### REQUIREMENT:
Return all records exactly. Nothing may be added.

Saved entries:
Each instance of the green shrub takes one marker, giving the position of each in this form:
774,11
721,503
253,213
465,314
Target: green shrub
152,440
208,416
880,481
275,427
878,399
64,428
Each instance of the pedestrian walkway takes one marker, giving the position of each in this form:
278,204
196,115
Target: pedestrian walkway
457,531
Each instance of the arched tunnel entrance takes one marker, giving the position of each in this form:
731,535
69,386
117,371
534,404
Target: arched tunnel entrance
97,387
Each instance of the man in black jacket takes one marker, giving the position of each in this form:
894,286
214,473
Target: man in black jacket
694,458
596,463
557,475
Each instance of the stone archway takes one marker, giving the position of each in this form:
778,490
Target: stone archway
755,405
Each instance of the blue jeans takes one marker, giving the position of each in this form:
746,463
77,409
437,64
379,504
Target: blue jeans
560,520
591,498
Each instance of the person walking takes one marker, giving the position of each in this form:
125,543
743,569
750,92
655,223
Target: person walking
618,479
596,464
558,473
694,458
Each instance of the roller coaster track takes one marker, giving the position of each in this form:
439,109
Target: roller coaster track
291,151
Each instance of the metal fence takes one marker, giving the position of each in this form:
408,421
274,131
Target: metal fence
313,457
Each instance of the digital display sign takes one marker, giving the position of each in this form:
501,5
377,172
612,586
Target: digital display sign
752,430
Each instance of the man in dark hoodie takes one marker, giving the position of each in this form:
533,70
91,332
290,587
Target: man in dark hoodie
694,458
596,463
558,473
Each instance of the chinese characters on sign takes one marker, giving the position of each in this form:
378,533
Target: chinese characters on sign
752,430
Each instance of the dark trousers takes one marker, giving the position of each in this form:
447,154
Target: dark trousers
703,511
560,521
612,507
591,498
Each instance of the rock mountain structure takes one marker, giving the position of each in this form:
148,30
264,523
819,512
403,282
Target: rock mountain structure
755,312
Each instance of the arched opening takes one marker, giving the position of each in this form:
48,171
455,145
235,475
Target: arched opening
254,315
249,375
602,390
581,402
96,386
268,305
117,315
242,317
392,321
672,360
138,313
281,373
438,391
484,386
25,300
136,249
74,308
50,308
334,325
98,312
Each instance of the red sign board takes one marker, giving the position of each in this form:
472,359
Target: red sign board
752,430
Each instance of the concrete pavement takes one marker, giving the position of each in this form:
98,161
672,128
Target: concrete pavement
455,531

### WRITTEN SOLUTION:
Each instance of the green shrub takes one marker, giving the position of each in this form:
774,11
721,503
253,213
465,314
Target: green shrub
152,440
208,416
880,481
275,427
878,399
64,428
Each instance of the pedestrian walkway takes one marker, giving the position of each in this form:
278,204
196,115
Target: pedestrian walkway
457,531
Each instance of the arched tunnel entrance takes one marker, giving the position of each in this form:
731,535
69,386
117,371
534,404
Target: arched tunnel entrance
97,387
Each instance of the man in black jacket takes one marker, giving the position of each in this form:
894,286
214,473
Target: man in black jacket
694,458
596,463
557,475
Each instance of the stone archway takes one marker, giving the position of each in this form:
778,490
Target: stone archway
755,405
Each instance of the blue jeans takes one marker, giving the position of each in this form:
746,463
77,409
437,64
379,504
Target: blue jeans
560,520
591,498
Each instance of the person walking takes one marker, giving the position of each in this form:
125,543
743,569
750,92
655,223
Target: person walking
618,479
596,464
558,473
694,458
Each instance of the roller coaster track takes one marker, giving the position of each in this form:
439,109
Target: roller coaster track
291,151
Each instance of the metal fence takes one marker, giving the position of each in this form:
408,421
274,131
Target: metal fence
313,457
Each instance of the digital display sign takes one marker, giving the position of each in this form:
501,5
377,172
612,586
Target: digital display sign
752,430
Each instance of the man in dark hoodie takes one marker, giving the position of each in this form:
533,70
91,332
290,587
Target: man in dark hoodie
694,458
596,463
558,473
Each instance of the chinese characters on sign takes one marker, giving the position of each in this form:
378,533
Target: chinese characters on sign
752,430
Each instance of the dark trousers takes one marker, giving the position of each in this form:
447,154
Target: dark trousers
703,511
560,521
612,507
591,498
Each instance of the rock mountain structure takes one marker, giving the position of each in this form:
148,30
264,523
819,512
403,282
Target: rock mountain structure
755,312
Each instance of the arched opening takes one marker, giving the position of each in this form:
48,171
455,145
235,475
Target: arched opening
254,315
249,375
602,390
581,402
96,386
268,305
117,315
242,317
392,321
672,360
138,313
281,373
438,391
484,386
25,300
136,249
74,308
50,308
334,325
98,312
Each instance of the red sign board takes one marker, giving the position of each in this form:
472,359
Target: red sign board
752,430
Each instance of the concrete pavement takes one marker, giving the position of each in this form:
98,161
672,128
Target: concrete pavement
455,531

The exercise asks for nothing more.